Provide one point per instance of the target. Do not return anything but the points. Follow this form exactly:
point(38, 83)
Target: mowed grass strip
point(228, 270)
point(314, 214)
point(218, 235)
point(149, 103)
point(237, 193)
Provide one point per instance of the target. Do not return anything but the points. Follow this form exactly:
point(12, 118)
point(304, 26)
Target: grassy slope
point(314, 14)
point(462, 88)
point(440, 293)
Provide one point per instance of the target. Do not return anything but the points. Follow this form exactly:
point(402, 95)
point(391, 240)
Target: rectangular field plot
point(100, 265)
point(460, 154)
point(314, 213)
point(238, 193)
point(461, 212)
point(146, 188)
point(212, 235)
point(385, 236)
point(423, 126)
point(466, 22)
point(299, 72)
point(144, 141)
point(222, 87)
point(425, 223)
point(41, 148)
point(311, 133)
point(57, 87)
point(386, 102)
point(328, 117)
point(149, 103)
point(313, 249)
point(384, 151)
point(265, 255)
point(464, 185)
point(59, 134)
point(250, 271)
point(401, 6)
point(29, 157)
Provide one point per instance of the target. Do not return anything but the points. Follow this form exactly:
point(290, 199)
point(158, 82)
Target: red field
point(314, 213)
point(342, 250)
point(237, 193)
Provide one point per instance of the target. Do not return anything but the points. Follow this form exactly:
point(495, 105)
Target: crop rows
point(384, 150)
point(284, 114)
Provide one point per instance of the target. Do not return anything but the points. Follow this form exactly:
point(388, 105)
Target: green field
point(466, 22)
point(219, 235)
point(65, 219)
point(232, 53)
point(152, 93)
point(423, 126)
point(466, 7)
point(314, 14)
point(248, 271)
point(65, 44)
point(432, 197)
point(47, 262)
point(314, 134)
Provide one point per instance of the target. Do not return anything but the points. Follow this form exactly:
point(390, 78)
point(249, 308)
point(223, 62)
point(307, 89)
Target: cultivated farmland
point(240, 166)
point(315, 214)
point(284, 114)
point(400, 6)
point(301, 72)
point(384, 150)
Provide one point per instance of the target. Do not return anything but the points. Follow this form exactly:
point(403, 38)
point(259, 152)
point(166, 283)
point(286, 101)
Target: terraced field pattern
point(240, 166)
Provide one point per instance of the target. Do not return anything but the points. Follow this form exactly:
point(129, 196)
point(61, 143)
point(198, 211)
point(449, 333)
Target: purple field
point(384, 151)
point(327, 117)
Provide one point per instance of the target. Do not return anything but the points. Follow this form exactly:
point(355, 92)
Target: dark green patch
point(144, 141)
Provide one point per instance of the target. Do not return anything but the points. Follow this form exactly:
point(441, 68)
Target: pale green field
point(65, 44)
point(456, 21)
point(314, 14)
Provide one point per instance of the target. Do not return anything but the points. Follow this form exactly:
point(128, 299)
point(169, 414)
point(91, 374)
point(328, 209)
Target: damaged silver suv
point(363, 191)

**TRY IT**
Every line of the listing is to be returned exactly as given.

**ANSWER SPACE**
Provide one point per instance of the target. Do not return anything but the points. Follow this form exactly:
point(38, 83)
Target: mowed grass strip
point(228, 270)
point(314, 214)
point(218, 235)
point(149, 103)
point(237, 193)
Provide one point per instance of the target. Do not return anything but the points. Follow this form exactly:
point(12, 118)
point(304, 26)
Target: grassy slope
point(314, 14)
point(462, 88)
point(440, 293)
Provide one point per instance of the target. Do not return anything but the points. Follow this form exactly:
point(402, 95)
point(391, 240)
Target: rectangular field plot
point(100, 265)
point(460, 154)
point(314, 213)
point(238, 193)
point(461, 212)
point(146, 188)
point(212, 235)
point(385, 236)
point(423, 126)
point(466, 22)
point(299, 72)
point(144, 141)
point(222, 87)
point(425, 223)
point(41, 148)
point(311, 133)
point(57, 87)
point(386, 102)
point(328, 117)
point(149, 103)
point(313, 249)
point(384, 151)
point(265, 255)
point(464, 185)
point(59, 134)
point(250, 271)
point(401, 6)
point(29, 157)
Provide one point per instance of the target. Do not return anything but the points. Follow this form exactly:
point(290, 199)
point(158, 82)
Target: red field
point(314, 213)
point(342, 250)
point(237, 193)
Provide one point per instance of the target. Do not return anything but the points. Follow this form exactly:
point(495, 105)
Target: crop rows
point(384, 150)
point(284, 114)
Provide one point per instance of the target. Do not return anything but the points. Follow this form exactly:
point(388, 105)
Target: green field
point(466, 22)
point(219, 235)
point(65, 219)
point(232, 53)
point(152, 93)
point(423, 126)
point(466, 7)
point(314, 14)
point(248, 271)
point(65, 44)
point(432, 197)
point(47, 262)
point(314, 134)
Provide one point per instance of the target. Do not return anything but the points. Follow this form exactly:
point(390, 78)
point(249, 308)
point(223, 62)
point(307, 89)
Target: cultivated farmland
point(240, 166)
point(315, 214)
point(284, 114)
point(400, 6)
point(301, 72)
point(384, 150)
Provide one point per instance of the target. Do not return anything but the points. Follow this form exactly:
point(403, 38)
point(259, 152)
point(166, 283)
point(286, 101)
Target: terraced field pattern
point(240, 166)
Provide one point per instance of the target. Do not return anything but the points. Follow this form exactly:
point(129, 196)
point(61, 143)
point(198, 211)
point(449, 333)
Target: purple field
point(384, 151)
point(327, 117)
Provide one point per instance of the target. Do not return anything but the points. Follow this form exactly:
point(355, 92)
Target: dark green patch
point(144, 141)
Provide one point per instance of the target. Do not return anything but the points. Follow this form exactly:
point(441, 68)
Target: pale green field
point(65, 44)
point(456, 21)
point(314, 14)
Provide one point per instance of the target. Do not return anything but the points. Follow this form exactly:
point(128, 299)
point(169, 414)
point(91, 374)
point(328, 209)
Target: damaged silver suv
point(363, 191)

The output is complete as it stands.